User-specified link function in R for glm. How to? (no documentation found, what are the arguments to use, etc.) [duplicate] - r

This question already has answers here:
modify glm function to adopt user-specified link function in R
(2 answers)
Closed 7 years ago.
This question has already been somewhat addressed already in the past on this site, but the answers provided are not fully helpful to me. Here are the details of my questions that are actually somewhat different from what has already been discussed here:
After working hard on this, I remained unable to understand how I can define my own user-specified link function in R for glm. I have several questions on this.
First of all, I understand I have to write my own function (likely modifying one that already exists), and - in it - I need to define the following elements:
linkfun: the link function.
linkinv: the inverse of the link function, as a function of "eta".
mu.eta: the first derivative of the invlink respect to eta.
valideta: that must return TRUE if the value of eta are in the correct interval
And return all of this in a list element.
So far, so good.
Here is the first set of my questions:
The link function is sometimes defined as a function of "y" and sometimes as a function of "mu". What must be done in this respect?
Let's take an example, and type make.link("sqrt"). We then indeed discover that linkfun is sqrt(mu), linkinv is eta^2, mu.eta is 2*eta. So far, so good. However, if you look at make.link("log"), mu.eta is not simply exp(eta) as it should, but pmax(exp(eta), .Machine$double.eps) (i.e., the maximal values of the first derivative for all the eta vector). Why? I remained unable to understand this.
Just for my curiosity, why the algorithm needs the first derivative of the invlink respect to eta? This is not fully clear to me.
In my specific case, I need a quasi-logistic regression for binomial data. Instead of having a standard logit function log(p/(1-p)), I need to have the slightly modified link function (if p is defined as Y/N): log((Y+0.5)/(N-Y+0.5)).
My other question in this case is:
I remained unable to built this.. Can someone give me some hints?
Where can I find a detailed explanation of all of this? I have looked at the good old Chambers & Hastie book (1992), but the explanation is not sufficient. Are there any detailed courses available on the web, etc.?

__Dataset records__.
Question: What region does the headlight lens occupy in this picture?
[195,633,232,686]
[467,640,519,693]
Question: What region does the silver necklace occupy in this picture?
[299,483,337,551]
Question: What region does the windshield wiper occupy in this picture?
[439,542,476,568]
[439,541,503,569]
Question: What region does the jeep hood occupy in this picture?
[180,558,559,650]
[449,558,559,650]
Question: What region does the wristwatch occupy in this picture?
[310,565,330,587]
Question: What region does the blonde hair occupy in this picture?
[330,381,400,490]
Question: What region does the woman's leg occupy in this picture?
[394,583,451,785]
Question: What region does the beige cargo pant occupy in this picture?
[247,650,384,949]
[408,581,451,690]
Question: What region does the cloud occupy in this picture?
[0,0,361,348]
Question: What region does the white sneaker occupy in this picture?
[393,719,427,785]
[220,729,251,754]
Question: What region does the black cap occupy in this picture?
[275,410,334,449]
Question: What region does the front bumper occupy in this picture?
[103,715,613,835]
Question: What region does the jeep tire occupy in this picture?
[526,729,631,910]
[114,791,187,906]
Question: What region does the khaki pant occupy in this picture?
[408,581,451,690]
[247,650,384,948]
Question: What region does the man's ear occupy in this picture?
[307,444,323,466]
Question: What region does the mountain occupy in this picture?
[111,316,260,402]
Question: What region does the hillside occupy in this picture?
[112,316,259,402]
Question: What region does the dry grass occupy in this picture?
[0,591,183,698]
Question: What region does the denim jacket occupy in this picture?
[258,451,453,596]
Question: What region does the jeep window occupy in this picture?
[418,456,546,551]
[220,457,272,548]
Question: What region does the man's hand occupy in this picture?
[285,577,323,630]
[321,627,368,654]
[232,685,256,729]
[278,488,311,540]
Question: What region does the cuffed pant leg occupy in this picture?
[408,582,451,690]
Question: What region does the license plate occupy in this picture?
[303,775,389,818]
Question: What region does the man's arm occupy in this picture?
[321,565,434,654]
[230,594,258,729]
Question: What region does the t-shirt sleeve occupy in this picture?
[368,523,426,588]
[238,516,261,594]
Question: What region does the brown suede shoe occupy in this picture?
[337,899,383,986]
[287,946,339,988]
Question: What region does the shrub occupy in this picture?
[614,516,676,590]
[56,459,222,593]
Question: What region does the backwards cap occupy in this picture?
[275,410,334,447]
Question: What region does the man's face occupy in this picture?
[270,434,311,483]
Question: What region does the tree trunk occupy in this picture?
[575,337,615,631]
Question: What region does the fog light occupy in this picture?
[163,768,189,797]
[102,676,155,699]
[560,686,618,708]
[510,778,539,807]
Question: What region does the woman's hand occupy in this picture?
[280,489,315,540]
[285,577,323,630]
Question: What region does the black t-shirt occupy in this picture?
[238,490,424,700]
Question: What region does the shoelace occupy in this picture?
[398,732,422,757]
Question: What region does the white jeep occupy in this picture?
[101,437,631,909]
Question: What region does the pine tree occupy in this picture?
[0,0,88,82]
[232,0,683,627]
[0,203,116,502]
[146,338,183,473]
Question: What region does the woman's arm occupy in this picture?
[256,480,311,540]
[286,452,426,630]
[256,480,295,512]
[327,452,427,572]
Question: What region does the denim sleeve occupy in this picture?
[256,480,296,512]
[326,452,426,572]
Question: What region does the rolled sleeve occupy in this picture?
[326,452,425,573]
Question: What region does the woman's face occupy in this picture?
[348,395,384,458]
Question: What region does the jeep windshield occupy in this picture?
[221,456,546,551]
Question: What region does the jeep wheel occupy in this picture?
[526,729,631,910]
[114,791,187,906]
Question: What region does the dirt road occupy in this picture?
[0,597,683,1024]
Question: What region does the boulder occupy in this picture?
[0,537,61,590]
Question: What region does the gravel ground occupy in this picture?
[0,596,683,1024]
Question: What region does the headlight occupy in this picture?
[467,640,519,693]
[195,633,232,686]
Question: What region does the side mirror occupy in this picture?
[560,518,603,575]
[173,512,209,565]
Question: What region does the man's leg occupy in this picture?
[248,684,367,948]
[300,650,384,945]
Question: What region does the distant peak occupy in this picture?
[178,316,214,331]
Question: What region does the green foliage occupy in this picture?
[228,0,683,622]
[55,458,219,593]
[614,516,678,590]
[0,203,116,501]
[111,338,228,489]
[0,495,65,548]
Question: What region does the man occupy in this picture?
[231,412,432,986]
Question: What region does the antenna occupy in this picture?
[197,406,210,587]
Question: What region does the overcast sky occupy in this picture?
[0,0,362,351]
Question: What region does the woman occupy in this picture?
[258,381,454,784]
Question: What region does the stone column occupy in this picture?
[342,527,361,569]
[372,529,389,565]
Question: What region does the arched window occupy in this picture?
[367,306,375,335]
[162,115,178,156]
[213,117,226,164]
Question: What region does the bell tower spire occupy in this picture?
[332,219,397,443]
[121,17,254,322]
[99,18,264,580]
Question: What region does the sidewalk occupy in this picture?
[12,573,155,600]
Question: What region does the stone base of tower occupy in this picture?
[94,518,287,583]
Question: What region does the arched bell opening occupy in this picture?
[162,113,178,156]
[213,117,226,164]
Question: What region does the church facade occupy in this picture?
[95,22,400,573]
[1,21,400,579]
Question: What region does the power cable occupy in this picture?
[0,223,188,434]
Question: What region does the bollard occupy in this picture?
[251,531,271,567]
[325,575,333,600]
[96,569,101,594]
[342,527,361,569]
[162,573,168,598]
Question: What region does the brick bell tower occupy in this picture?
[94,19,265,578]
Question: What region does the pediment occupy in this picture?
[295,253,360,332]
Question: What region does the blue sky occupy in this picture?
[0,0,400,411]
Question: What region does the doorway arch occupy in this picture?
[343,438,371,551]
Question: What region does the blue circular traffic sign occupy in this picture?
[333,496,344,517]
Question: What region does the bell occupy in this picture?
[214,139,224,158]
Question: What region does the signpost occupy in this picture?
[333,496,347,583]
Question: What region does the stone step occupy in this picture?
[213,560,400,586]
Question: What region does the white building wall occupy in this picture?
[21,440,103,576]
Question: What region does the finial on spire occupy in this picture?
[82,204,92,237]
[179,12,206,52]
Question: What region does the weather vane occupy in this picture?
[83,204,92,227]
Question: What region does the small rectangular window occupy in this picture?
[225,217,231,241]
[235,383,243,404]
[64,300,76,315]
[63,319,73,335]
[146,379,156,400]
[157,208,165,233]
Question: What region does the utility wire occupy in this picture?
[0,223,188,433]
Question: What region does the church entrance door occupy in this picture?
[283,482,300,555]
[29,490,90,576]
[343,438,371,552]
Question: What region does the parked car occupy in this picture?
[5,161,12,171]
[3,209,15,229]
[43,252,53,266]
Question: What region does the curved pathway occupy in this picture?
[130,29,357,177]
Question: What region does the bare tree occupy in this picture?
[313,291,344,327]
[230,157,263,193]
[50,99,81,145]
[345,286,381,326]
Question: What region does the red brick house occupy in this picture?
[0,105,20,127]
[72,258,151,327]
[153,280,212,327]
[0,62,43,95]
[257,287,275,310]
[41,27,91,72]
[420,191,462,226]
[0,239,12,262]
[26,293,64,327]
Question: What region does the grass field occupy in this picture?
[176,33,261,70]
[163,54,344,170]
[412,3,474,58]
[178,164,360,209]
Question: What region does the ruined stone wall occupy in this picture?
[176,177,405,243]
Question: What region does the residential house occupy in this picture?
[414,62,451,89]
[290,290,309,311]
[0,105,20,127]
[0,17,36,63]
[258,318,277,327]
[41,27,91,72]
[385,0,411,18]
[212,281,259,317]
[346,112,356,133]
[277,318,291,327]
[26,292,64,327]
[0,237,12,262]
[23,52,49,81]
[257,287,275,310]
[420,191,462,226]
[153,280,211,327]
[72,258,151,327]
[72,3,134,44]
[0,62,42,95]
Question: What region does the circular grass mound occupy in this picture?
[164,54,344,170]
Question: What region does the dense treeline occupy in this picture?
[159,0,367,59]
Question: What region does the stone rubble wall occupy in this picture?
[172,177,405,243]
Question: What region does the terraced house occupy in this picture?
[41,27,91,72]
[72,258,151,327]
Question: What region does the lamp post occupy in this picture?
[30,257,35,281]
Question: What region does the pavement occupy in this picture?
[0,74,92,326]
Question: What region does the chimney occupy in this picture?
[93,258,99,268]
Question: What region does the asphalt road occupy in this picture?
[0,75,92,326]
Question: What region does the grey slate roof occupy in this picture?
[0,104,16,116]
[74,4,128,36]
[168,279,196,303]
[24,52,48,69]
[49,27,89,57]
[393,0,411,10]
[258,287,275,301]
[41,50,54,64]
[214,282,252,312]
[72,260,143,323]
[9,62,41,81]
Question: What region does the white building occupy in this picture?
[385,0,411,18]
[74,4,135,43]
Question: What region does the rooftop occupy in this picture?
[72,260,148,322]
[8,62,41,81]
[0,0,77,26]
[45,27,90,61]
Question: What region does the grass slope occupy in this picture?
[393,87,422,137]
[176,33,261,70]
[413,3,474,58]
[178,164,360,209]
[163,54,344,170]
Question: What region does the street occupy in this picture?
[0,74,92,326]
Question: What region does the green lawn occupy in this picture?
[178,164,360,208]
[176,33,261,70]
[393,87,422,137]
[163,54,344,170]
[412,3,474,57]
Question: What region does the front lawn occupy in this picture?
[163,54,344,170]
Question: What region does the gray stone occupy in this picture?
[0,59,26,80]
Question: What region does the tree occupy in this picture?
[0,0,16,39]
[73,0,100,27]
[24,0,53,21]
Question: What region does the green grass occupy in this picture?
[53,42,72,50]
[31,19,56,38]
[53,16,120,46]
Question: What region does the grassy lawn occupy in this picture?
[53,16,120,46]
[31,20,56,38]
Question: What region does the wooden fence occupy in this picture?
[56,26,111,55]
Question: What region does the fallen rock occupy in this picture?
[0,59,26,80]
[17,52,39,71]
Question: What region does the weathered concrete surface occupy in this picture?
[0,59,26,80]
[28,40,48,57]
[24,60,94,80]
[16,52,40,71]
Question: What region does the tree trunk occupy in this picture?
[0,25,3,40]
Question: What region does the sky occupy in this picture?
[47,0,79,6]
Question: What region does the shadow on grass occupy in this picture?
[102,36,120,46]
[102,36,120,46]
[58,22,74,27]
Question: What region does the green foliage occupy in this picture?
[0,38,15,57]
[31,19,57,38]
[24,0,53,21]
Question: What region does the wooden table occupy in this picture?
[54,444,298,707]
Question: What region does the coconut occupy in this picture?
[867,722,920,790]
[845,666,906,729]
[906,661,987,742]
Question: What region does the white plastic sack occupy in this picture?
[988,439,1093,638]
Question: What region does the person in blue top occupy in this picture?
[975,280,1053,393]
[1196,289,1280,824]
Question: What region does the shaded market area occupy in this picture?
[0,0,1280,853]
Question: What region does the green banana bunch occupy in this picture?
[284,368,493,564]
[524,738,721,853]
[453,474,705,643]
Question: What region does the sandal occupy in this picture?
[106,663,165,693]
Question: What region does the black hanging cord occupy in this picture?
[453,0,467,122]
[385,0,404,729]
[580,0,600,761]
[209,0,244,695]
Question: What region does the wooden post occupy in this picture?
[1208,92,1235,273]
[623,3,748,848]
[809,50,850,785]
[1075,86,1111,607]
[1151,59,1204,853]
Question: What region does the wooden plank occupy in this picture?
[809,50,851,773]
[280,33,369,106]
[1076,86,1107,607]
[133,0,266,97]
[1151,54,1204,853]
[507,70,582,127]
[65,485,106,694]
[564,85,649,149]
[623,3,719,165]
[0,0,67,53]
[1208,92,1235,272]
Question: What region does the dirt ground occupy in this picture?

__Given problem__. Reproduce everything from "First of all, I" down to "a list element." in the post on user-specified glm link functions, substituting "range" for "interval". These items were taken from a source separate from the post on user-specified glm link functions.

__Complete response__.
First of all, I understand I have to write my own function (likely modifying one that already exists), and - in it - I need to define the following elements:
linkfun: the link function.
linkinv: the inverse of the link function, as a function of "eta".
mu.eta: the first derivative of the invlink respect to eta.
valideta: that must return TRUE if the value of eta are in the correct range
And return all of this in a list element.